Collected data entries -
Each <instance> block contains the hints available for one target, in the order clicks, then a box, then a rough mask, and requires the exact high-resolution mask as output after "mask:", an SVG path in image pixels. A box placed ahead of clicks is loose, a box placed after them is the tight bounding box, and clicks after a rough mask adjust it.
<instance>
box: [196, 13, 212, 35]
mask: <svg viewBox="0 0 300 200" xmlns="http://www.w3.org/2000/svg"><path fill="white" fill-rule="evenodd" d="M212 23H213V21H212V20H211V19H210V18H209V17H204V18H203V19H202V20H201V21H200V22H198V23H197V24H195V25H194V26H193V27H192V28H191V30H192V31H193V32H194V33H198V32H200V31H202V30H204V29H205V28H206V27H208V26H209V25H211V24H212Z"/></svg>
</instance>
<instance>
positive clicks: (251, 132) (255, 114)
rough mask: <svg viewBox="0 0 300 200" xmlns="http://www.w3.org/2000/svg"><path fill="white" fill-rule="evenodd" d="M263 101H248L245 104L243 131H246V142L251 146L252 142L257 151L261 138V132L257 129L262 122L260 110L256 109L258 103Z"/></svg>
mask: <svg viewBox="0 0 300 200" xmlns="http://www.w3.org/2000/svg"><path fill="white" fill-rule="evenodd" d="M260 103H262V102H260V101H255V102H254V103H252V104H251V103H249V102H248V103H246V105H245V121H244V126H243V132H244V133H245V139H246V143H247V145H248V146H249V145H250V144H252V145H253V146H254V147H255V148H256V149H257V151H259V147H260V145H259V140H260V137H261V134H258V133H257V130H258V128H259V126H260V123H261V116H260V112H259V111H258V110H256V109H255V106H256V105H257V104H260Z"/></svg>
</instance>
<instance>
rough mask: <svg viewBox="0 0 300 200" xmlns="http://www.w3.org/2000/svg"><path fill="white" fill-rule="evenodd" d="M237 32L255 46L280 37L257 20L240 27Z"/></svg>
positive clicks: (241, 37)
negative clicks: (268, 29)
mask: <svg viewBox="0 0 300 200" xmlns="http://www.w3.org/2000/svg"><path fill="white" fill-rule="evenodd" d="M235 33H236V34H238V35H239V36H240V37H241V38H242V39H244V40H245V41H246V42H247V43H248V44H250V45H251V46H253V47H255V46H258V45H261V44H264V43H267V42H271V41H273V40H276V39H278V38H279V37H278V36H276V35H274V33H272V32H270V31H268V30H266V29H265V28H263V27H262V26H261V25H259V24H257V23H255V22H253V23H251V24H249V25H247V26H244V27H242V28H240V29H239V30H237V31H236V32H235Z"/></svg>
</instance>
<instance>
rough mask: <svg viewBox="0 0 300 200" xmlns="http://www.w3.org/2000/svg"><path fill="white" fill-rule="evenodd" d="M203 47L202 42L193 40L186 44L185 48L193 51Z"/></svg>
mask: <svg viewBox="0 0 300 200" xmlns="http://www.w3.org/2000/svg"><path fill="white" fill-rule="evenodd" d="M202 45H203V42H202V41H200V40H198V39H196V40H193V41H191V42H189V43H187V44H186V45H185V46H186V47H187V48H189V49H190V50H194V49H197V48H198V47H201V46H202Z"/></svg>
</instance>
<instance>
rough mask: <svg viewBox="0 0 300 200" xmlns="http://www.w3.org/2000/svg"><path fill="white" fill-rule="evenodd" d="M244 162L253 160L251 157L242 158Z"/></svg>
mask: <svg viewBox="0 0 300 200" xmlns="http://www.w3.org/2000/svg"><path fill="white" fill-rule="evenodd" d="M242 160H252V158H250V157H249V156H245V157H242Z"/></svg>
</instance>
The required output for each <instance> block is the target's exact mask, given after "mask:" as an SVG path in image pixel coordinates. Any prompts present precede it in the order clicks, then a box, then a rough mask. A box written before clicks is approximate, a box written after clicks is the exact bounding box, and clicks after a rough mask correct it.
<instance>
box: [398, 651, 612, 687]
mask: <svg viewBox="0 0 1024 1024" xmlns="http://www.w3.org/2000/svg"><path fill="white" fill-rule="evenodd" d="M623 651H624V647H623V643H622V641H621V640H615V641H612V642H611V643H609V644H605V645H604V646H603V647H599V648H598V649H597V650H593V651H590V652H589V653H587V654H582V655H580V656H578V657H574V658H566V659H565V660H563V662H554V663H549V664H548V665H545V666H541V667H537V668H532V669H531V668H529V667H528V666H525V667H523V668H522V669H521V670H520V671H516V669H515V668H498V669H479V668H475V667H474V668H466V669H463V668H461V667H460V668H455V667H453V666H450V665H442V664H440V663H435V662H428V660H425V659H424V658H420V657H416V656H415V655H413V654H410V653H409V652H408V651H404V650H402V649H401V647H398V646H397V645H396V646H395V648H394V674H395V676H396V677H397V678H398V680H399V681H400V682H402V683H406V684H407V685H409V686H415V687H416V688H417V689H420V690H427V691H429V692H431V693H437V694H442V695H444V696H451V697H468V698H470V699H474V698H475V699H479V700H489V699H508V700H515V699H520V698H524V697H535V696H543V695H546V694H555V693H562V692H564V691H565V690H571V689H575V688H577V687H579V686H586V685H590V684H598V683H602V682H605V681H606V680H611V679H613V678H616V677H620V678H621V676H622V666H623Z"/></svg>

TASK STATEMENT -
Transcribe every line above, character for character.

FINISHED TASK -
Each <instance> block contains the hints available for one target, in the order clicks, then a box, then a rough mask, and requires the exact high-resolution mask as output after "mask:", an SVG path in image pixels. A box placed ahead of clicks is loose, a box placed after them is the tight bounding box, and clicks after a rough mask adjust it.
<instance>
box: [196, 13, 212, 35]
mask: <svg viewBox="0 0 300 200" xmlns="http://www.w3.org/2000/svg"><path fill="white" fill-rule="evenodd" d="M212 23H213V21H212V20H211V19H210V18H209V17H204V18H203V19H202V20H201V21H200V22H198V23H197V24H195V25H194V26H193V27H192V28H191V30H192V31H193V32H194V33H198V32H200V31H202V30H204V29H205V28H206V27H208V26H209V25H211V24H212Z"/></svg>
</instance>
<instance>
positive clicks: (251, 132) (255, 114)
rough mask: <svg viewBox="0 0 300 200" xmlns="http://www.w3.org/2000/svg"><path fill="white" fill-rule="evenodd" d="M263 101H248L245 104L243 131H246V142L251 146L252 142L257 151L261 138V132L257 129L262 122L260 110L256 109L258 103Z"/></svg>
mask: <svg viewBox="0 0 300 200" xmlns="http://www.w3.org/2000/svg"><path fill="white" fill-rule="evenodd" d="M260 103H262V102H260V101H255V102H254V103H252V104H251V103H249V102H248V103H246V105H245V121H244V126H243V132H244V133H245V139H246V143H247V145H248V146H249V145H250V144H252V145H253V146H254V147H255V148H256V149H257V151H259V147H260V145H259V140H260V137H261V134H258V133H257V130H258V128H259V126H260V123H261V116H260V112H259V111H258V110H256V109H255V106H256V105H257V104H260Z"/></svg>
</instance>
<instance>
rough mask: <svg viewBox="0 0 300 200" xmlns="http://www.w3.org/2000/svg"><path fill="white" fill-rule="evenodd" d="M237 32L255 46L280 37L257 20L240 27Z"/></svg>
positive clicks: (241, 37)
negative clicks: (268, 29)
mask: <svg viewBox="0 0 300 200" xmlns="http://www.w3.org/2000/svg"><path fill="white" fill-rule="evenodd" d="M235 33H236V34H238V35H239V36H240V37H241V38H242V39H244V40H245V41H246V42H247V43H248V44H250V45H251V46H253V47H255V46H258V45H261V44H264V43H267V42H271V41H273V40H276V39H278V38H279V37H278V36H276V35H274V33H272V32H270V31H268V30H266V29H265V28H263V27H262V26H261V25H259V24H257V23H255V22H253V23H251V24H249V25H247V26H244V27H242V28H240V29H239V30H237V31H236V32H235Z"/></svg>
</instance>
<instance>
rough mask: <svg viewBox="0 0 300 200" xmlns="http://www.w3.org/2000/svg"><path fill="white" fill-rule="evenodd" d="M203 47L202 42L193 40L186 44L185 48L193 51Z"/></svg>
mask: <svg viewBox="0 0 300 200" xmlns="http://www.w3.org/2000/svg"><path fill="white" fill-rule="evenodd" d="M202 45H203V42H202V41H200V40H198V39H196V40H193V41H191V42H189V43H187V44H186V45H185V46H186V47H187V48H189V49H190V50H194V49H197V48H198V47H201V46H202Z"/></svg>
</instance>
<instance>
rough mask: <svg viewBox="0 0 300 200" xmlns="http://www.w3.org/2000/svg"><path fill="white" fill-rule="evenodd" d="M244 162L253 160L251 157L242 158Z"/></svg>
mask: <svg viewBox="0 0 300 200" xmlns="http://www.w3.org/2000/svg"><path fill="white" fill-rule="evenodd" d="M242 160H252V158H250V157H249V156H245V157H242Z"/></svg>
</instance>
The required output for each <instance> block is the target's exact mask, given after "mask:" as an SVG path in image pixel coordinates. Any prompts present precede it in the order clicks, then a box, then a rough mask. A box written before clicks is approximate, a box written after clicks is the exact bounding box, and clicks after a rough mask correct it.
<instance>
box: [398, 651, 612, 687]
mask: <svg viewBox="0 0 1024 1024" xmlns="http://www.w3.org/2000/svg"><path fill="white" fill-rule="evenodd" d="M623 651H624V647H623V643H622V641H621V640H615V641H612V642H611V643H609V644H605V645H604V646H603V647H599V648H598V649H597V650H593V651H590V652H589V653H587V654H582V655H580V656H578V657H574V658H566V659H565V660H563V662H554V663H549V664H548V665H545V666H541V667H537V668H532V669H531V668H529V667H528V666H525V667H523V668H522V669H521V670H520V671H516V669H515V668H498V669H479V668H475V667H474V668H466V669H463V668H461V667H460V668H455V667H453V666H450V665H442V664H440V663H435V662H428V660H425V659H424V658H420V657H416V656H415V655H413V654H410V653H409V652H408V651H404V650H402V649H401V647H398V646H397V645H396V646H395V648H394V674H395V676H396V677H397V678H398V680H399V681H400V682H402V683H406V684H407V685H409V686H415V687H416V688H417V689H420V690H427V691H429V692H431V693H437V694H442V695H444V696H451V697H468V698H470V699H474V698H475V699H479V700H489V699H508V700H515V699H520V698H524V697H535V696H543V695H546V694H555V693H562V692H564V691H565V690H571V689H575V688H577V687H579V686H586V685H590V684H598V683H602V682H605V681H606V680H611V679H613V678H616V677H620V678H621V676H622V666H623Z"/></svg>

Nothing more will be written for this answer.